— Sua tarefa —
Escreva a continuação do texto sobre os mendigos de antigamente e os moradores de rua de hoje, começando logo depois da última frase.

— Texto —
_ _ _
Conceição Freitas
Escrito assim assusta. Mas esse é um sentimento coletivo, que está alojado sem disfarce em muito mais gente do que nenhuma pesquisa de opinião é capaz de estimar.
Mendigo de hoje merece bem menos compaixão do que os de antigamente. Os da minha infância eram, na grande maioria, os doidinhos do bairro ou os que chamamos hoje de portadores de necessidades especiais. Eram os aleijados. Paraplégicos, corcundas, leprosos, gente sem perna, sem braço, com feridas pútridas, com bócio, elefantíase. Uma legião de humanos deformados e desassistidos convocava a piedade dos não deformados e não desassistidos.
Homens e mulheres em situações de tão extrema devastidão humana, tão corroídos no corpo, tão despossuídos de humanidade, que nós, os humanos em perfeitas condições, nos curvávamos condoídos com tanto padecimento.
Mendigo de hoje tem cabeça, tronco e membros. Anda, ri, conversa, tem amigos, bebe, come, ocupa os espaços públicos, pratica atos libidinosos. E ganhou um novo nome, mais respeitoso: morador de rua.
Mas é um respeito de fachada.
_ _ _
Registros de uma coleção de dados
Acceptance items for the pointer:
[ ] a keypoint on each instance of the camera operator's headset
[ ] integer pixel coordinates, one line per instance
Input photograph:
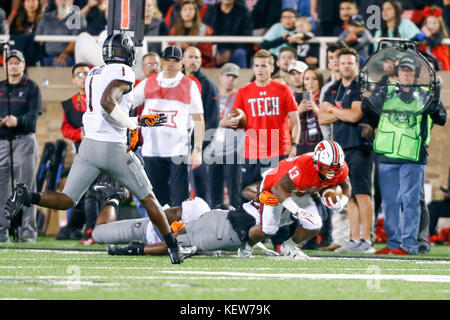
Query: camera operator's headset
(402, 46)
_ _ _
— Resposta —
Morador de rua sem nenhuma deficiência física ou mental claramente perceptível é, aos olhos dos moradores de casa e de apartamento, e de mansões e de aviões, um subumano. Não é nem um cão nem um cavalo ou um gatinho vira-lata. Não é bicho nem é gente. É da família do lixo.
Vou arriscar uma comparação terrível, mas o morador de rua é hoje, para o morador de casa, um ser tão execrável quanto os judeus foram para os antissemitas. Para a sorte do “de rua”, a possibilidade de genocídio é remotíssima, dado que o sentimento de rejeição a eles não é publicamente bem aceito.
Tudo isso pra dizer que o servidor do Banco Central José Cândido do Amaral Filho, 48 anos, casado, pai de três filhos, disparou os tiros que estavam engatilhados no tambor do .38 de muita gente que nem .38 tem.
Amaral Filho surtou? Tem transtorno bipolar? A psiquiatria vai dizer. Mas com certeza não era apenas ele que carregava — e carrega — ódio mortal de morador de rua, especialmente quando ele tem o acinte de empestear as cercanias de nossas vidas tão honradas e perfeitas.
Tem gente que investiga morador de rua pra saber se ele precisa mesmo pedir esmola. Como se ficar nos semáforos esperando uma moeda de 10 centavos cair de uma janela de carro fosse um divertimento, um esporte (ou um crime).
O que me faz lembrar o documentário Arquitetura da Destruição, de Peter Cohen, um dos mais certeiros e inquietantes estudos sobre o nazismo. Artista medíocre, Hitler era apreciador da arte clássica e perseguia a beleza absoluta. Rejeitava a arte impressionista e colecionava, à custa de saques inclusive, a arte grega e romana, com sua representação figurativa do belo. Hitler queria “aperfeiçoar” o mundo e os homens. Queria expurgar as impurezas, destruir a fealdade e as doenças. Teria destruído tudo o que tivesse a mácula da imperfeição, se tivesse vencido.